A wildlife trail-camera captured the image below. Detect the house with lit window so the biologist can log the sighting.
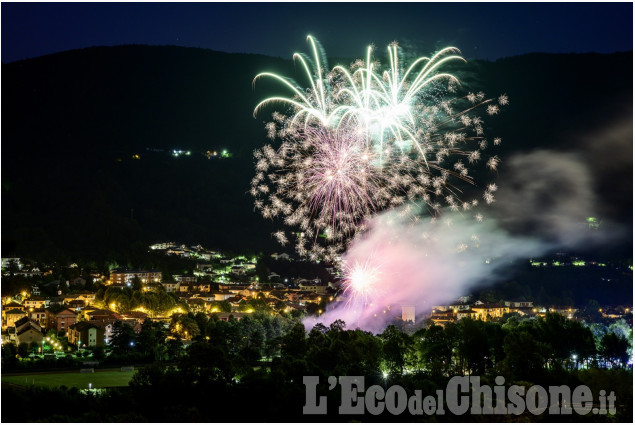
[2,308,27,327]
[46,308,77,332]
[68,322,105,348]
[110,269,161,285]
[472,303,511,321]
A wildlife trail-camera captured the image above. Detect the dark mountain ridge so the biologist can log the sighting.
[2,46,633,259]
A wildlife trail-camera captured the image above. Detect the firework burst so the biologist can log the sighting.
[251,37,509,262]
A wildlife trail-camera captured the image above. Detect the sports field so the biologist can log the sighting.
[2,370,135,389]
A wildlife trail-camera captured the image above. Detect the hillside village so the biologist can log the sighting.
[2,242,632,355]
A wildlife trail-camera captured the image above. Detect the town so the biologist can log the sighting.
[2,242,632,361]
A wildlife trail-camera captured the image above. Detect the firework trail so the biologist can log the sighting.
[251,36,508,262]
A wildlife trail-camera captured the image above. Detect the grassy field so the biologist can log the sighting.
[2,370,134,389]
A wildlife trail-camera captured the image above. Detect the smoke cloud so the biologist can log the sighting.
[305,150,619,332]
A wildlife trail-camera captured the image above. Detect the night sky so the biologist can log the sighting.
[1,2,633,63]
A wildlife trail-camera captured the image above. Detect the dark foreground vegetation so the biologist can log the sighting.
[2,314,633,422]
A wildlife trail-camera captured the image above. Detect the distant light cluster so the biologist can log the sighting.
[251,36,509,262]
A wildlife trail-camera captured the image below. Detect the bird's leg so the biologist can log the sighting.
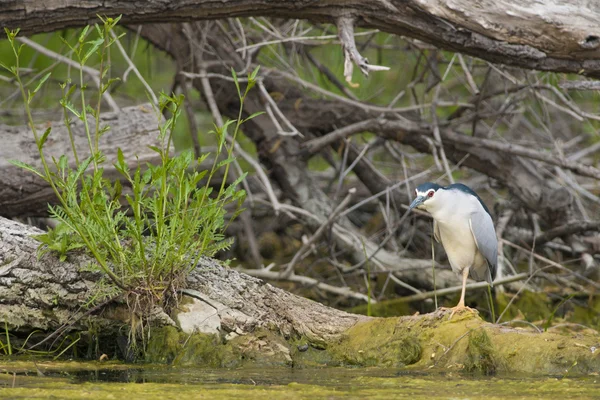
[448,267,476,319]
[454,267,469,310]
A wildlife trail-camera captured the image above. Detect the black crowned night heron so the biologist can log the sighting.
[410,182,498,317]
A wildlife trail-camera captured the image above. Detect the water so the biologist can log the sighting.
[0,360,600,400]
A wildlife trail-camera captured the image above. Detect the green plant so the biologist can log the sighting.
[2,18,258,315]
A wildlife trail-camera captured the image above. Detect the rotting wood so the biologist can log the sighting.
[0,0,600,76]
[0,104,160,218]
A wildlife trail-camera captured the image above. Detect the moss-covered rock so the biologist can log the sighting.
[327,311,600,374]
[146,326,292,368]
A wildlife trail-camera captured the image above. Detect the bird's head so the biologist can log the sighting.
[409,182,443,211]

------------------------------------------------------------------------

WRITTEN REQUEST: Please set out the material as a numbered list, starting with the line that contains "trail so the biologist can log the sighting." and going on through the line that contains "[2,314,633,422]", with blank lines left out. Include only those lines.

TASK OUTPUT:
1. A wildlife trail-camera captured the image above. Detect the firework trail so the biologist can log the sighting.
2. [251,36,508,262]
3. A wildlife trail-camera captured the image above. Detect the grassy field so the biologist can log the sighting.
4. [2,370,134,389]
5. A wildlife trail-camera captured the image above. Detect the smoke cloud so the biologist can log the sighting.
6. [305,150,619,332]
7. A wildlife trail-camera captured the image above. Detect the night sky so the biologist can log the sighting.
8. [1,2,633,63]
9. A wildlife trail-camera captured the image above. Detect the dark foreground vegetation so the biologist can log the sighting.
10. [2,314,633,422]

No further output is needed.